── TEKS BACAAN ──

Pages

Jumat, 26 Desember 2014

IKLAN DALAM ETIKA DAN ESTETIKA : Iklan Peralihan Yang Dilakukan Oleh Sejumlah Operator Di Indonesia Yang Dianggap Mengganggu Dan Merampas Hak Pengguna

ABSTRAK

Irriyanti. 18211536
IKLAN DALAM ETIKA DAN ESTETIKA : Iklan Peralihan Yang Dilakukan Oleh Sejumlah Operator Di Indonesia Yang Dianggap Mengganggu Dan Merampas Hak Pengguna
Jurnal. Jurusan Manajemen, Fakultas Ekonomi, Universitas Gunadarma, 2014


Iklan bisa menjadi cara yang efektif dari segi biaya untuk mendistribusikan pesan, baik dengan tujuan membangun preferensi merek atau mendidik orang. Bahkan dalam lingkungan media yang penuh tantangan saat ini, iklan yang baik akan menghasilkan hasil yang memuaskan, seharusnya produsen melihat kepentingan perusahaan dan hak-hak konsumen.
Etikanya, orang yang memasang iklan harus izin. Karena jika tidak, media harus bertanggung jawab atas semua konten dalam medianya.

Estetikanya, iklan menggunakan kreativitas dan semenarik mungkin agar konsumen tertarik membeli produk barang dan jasa yang dipromosikan, serta merasa puas dan produsen mendapatkan manfaat dari produk yang dibeli konsumen.


BAB I
PENDAHULUAN

1.1    Latar Belakang

Periklanan adalah bagian yang tidak dapat dipisahkan dari bisnis modern. Iklan dianggap cara ampuh untuk menonjol dalam persaingan.

Fenomena periklanan ini menimbulkan pelbagai masalah yang berbeda. Salah satu masalah periklanan adalah masalah yang berasal dari konteks sosio-kultural dimana iklan-iklan yang setiap hari secara massal dan intensif dicurahkan di atas masyarakat melalui berbagai media komunikasi, pada umumnya tidak mendidik, tetapi sebaliknya justru menyebarluaskan selera yang rendah. Ditegaskan pula bahwa bisnis periklanan memamerkan suatu suasana hedonistis dan materialistis.

───
── BAHAN YANG DISEDIAKAN ──

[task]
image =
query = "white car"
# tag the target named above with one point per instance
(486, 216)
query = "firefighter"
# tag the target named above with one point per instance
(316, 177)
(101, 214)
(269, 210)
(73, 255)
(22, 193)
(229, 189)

───

## KETENTUAN LATIHAN
(a) Dalam teks bacaan tentang etika dan estetika iklan, sebutkan semua satuan akademik (jurusan, fakultas, universitas) yang dicantumkan pada baris keterangan jurnal.
(b) Menurut teks bacaan tentang etika dan estetika iklan, pihak mana yang harus bertanggung jawab atas semua konten jika pemasang iklan tidak meminta izin?
(c) Tuliskan ulang tanpa perubahan seluruh bagian teks bacaan tentang etika dan estetika iklan, dari "Iklan bisa menjadi" sampai ke "dan hak-hak konsumen.".
Butir-butir tersebut tidak digunakan sama sekali dalam latihan ini.

## HASIL LATIHAN
(a) Jurusan Manajemen, Fakultas Ekonomi, Universitas Gunadarma

(b) Media harus bertanggung jawab atas semua konten dalam medianya.

(c)
Iklan bisa menjadi cara yang efektif dari segi biaya untuk mendistribusikan pesan, baik dengan tujuan membangun preferensi merek atau mendidik orang. Bahkan dalam lingkungan media yang penuh tantangan saat ini, iklan yang baik akan menghasilkan hasil yang memuaskan, seharusnya produsen melihat kepentingan perusahaan dan hak-hak konsumen.